## What to produce
Read the records below. Copy each line where the string "that" occurs.

(Stored records)
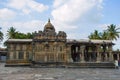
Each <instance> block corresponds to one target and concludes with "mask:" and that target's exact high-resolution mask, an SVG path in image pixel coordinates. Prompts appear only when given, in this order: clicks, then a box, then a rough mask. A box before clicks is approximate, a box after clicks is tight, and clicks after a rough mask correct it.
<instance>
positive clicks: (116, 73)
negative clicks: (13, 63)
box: [0, 63, 120, 80]
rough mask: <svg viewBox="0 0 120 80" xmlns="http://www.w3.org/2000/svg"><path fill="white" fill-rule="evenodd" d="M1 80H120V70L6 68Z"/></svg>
mask: <svg viewBox="0 0 120 80" xmlns="http://www.w3.org/2000/svg"><path fill="white" fill-rule="evenodd" d="M4 65H5V64H4V63H0V80H120V70H119V69H99V68H76V69H73V68H29V67H4Z"/></svg>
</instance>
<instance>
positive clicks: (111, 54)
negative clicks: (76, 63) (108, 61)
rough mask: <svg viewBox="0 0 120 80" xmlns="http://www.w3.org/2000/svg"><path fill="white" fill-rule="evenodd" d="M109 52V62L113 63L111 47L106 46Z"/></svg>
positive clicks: (112, 56) (112, 54)
mask: <svg viewBox="0 0 120 80" xmlns="http://www.w3.org/2000/svg"><path fill="white" fill-rule="evenodd" d="M108 50H109V61H113V53H112V45H109V46H108Z"/></svg>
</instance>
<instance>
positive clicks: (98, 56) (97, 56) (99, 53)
mask: <svg viewBox="0 0 120 80" xmlns="http://www.w3.org/2000/svg"><path fill="white" fill-rule="evenodd" d="M96 47H97V49H96V50H97V61H96V62H101V54H100V52H99V50H100V45H97V46H96Z"/></svg>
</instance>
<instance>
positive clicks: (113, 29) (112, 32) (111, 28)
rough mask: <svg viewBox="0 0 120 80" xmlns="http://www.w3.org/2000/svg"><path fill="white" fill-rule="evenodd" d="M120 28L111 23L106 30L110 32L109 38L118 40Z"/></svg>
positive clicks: (106, 30)
mask: <svg viewBox="0 0 120 80" xmlns="http://www.w3.org/2000/svg"><path fill="white" fill-rule="evenodd" d="M118 30H120V28H116V25H114V24H111V25H109V26H108V29H107V30H106V31H107V33H108V39H109V40H117V38H119V33H120V31H118Z"/></svg>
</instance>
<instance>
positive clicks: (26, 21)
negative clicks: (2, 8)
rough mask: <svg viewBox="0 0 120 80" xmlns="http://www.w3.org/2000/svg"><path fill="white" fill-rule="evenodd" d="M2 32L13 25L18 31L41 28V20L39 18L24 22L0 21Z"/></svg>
mask: <svg viewBox="0 0 120 80" xmlns="http://www.w3.org/2000/svg"><path fill="white" fill-rule="evenodd" d="M0 26H2V30H3V32H4V33H6V32H7V30H8V28H10V27H12V26H13V27H15V28H16V30H17V31H20V32H24V33H26V32H34V31H37V30H42V29H43V27H44V26H43V22H42V21H40V20H31V21H26V22H2V23H1V24H0Z"/></svg>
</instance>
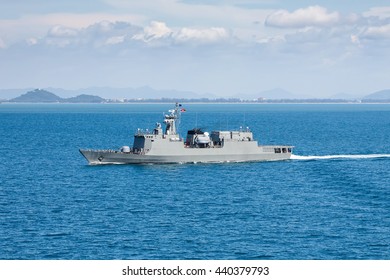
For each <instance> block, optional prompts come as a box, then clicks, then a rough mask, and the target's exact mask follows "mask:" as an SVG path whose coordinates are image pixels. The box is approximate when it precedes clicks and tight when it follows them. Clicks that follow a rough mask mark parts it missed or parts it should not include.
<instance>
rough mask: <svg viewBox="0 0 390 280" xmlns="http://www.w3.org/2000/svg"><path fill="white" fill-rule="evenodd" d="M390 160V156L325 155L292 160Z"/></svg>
mask: <svg viewBox="0 0 390 280" xmlns="http://www.w3.org/2000/svg"><path fill="white" fill-rule="evenodd" d="M382 158H390V154H368V155H325V156H299V155H291V159H292V160H324V159H382Z"/></svg>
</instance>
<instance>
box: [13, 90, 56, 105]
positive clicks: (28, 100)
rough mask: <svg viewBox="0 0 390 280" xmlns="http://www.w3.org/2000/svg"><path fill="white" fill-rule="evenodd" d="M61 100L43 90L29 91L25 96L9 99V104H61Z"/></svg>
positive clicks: (35, 90) (44, 90) (34, 90)
mask: <svg viewBox="0 0 390 280" xmlns="http://www.w3.org/2000/svg"><path fill="white" fill-rule="evenodd" d="M62 100H63V99H62V98H61V97H59V96H57V95H55V94H54V93H51V92H49V91H46V90H43V89H35V90H33V91H29V92H27V93H25V94H22V95H21V96H19V97H16V98H14V99H11V100H10V101H11V102H33V103H35V102H43V103H46V102H61V101H62Z"/></svg>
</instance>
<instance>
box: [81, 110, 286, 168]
mask: <svg viewBox="0 0 390 280" xmlns="http://www.w3.org/2000/svg"><path fill="white" fill-rule="evenodd" d="M183 111H184V109H183V108H182V106H181V104H178V103H176V106H175V108H174V109H172V110H169V113H168V114H165V115H164V124H165V129H164V130H163V128H162V126H161V123H156V127H155V128H154V129H153V131H151V132H149V131H143V130H141V129H138V131H137V132H136V133H135V135H134V143H133V146H132V147H129V146H122V147H121V148H120V149H119V150H87V149H80V153H81V154H82V155H83V156H84V157H85V158H86V159H87V161H88V162H89V163H90V164H150V163H151V164H159V163H197V162H246V161H275V160H287V159H289V158H290V157H291V154H292V148H293V146H287V145H273V146H264V145H259V144H258V142H257V141H256V140H254V138H253V134H252V132H251V131H250V130H249V128H246V129H240V130H237V131H212V132H211V133H208V132H204V131H202V130H201V129H199V128H194V129H191V130H189V131H188V132H187V137H186V139H185V140H184V139H182V138H181V137H180V135H179V134H178V131H177V126H178V123H179V121H180V117H181V112H183Z"/></svg>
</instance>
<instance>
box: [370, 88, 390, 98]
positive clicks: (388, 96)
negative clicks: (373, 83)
mask: <svg viewBox="0 0 390 280" xmlns="http://www.w3.org/2000/svg"><path fill="white" fill-rule="evenodd" d="M363 100H390V89H385V90H381V91H377V92H374V93H371V94H369V95H366V96H364V97H363Z"/></svg>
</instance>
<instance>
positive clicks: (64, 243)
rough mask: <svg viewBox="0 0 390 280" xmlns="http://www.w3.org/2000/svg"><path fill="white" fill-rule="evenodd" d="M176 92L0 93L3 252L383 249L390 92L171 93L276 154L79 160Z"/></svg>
mask: <svg viewBox="0 0 390 280" xmlns="http://www.w3.org/2000/svg"><path fill="white" fill-rule="evenodd" d="M173 105H174V104H97V105H93V104H6V103H3V104H0V162H1V163H0V258H1V259H26V260H30V259H233V260H234V259H279V260H284V259H288V260H290V259H294V260H295V259H297V260H307V259H319V260H325V259H331V260H339V259H351V260H356V259H387V260H388V259H390V105H389V104H382V105H380V104H183V107H185V109H186V112H185V113H183V114H182V120H181V124H180V128H179V130H180V133H181V135H182V136H185V134H186V131H187V130H188V129H192V128H194V127H200V128H202V129H204V130H206V131H211V130H219V129H223V130H225V129H239V127H240V126H243V127H249V128H250V129H251V130H252V131H253V133H254V136H255V138H256V139H257V140H258V141H259V142H260V143H261V144H288V145H294V146H295V148H294V152H293V153H294V155H293V157H292V159H291V160H288V161H281V162H254V163H253V162H252V163H218V164H200V163H198V164H167V165H104V166H90V165H88V164H87V161H86V160H85V159H84V158H83V157H82V155H81V154H80V153H79V151H78V149H79V148H93V149H119V148H120V147H121V146H123V145H128V146H131V144H132V141H133V134H134V132H135V131H136V130H137V129H138V128H150V129H152V128H153V127H154V126H155V123H156V122H161V121H162V117H163V115H162V113H163V112H168V110H169V109H171V108H172V107H173Z"/></svg>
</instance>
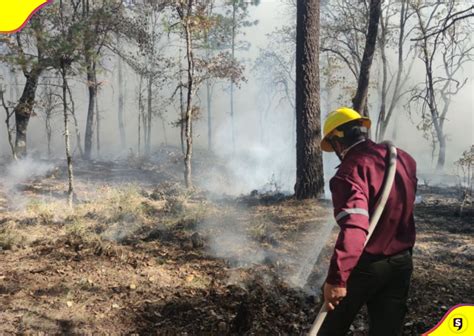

## Completed exercise
Each <instance> block corresponds to one target and concludes with "mask:" and that target's exact high-resolution mask, an SVG path in image pixel coordinates. Prompts appear only when given, in this order: clicks, then a box, then a rough mask. A box before clicks is approximate, a box after clicks is tight, and clicks after a rough mask correct it.
For each <instance> block, optional prompts come as a box, then clicks, then a rough mask, and the target's exact mask follows "mask:" as an SVG path whose coordinates are image pixels. The box is approximate when it precedes clicks and tight when it follows them. Clicks that follow a rough mask mark parts it missed or parts it should not include.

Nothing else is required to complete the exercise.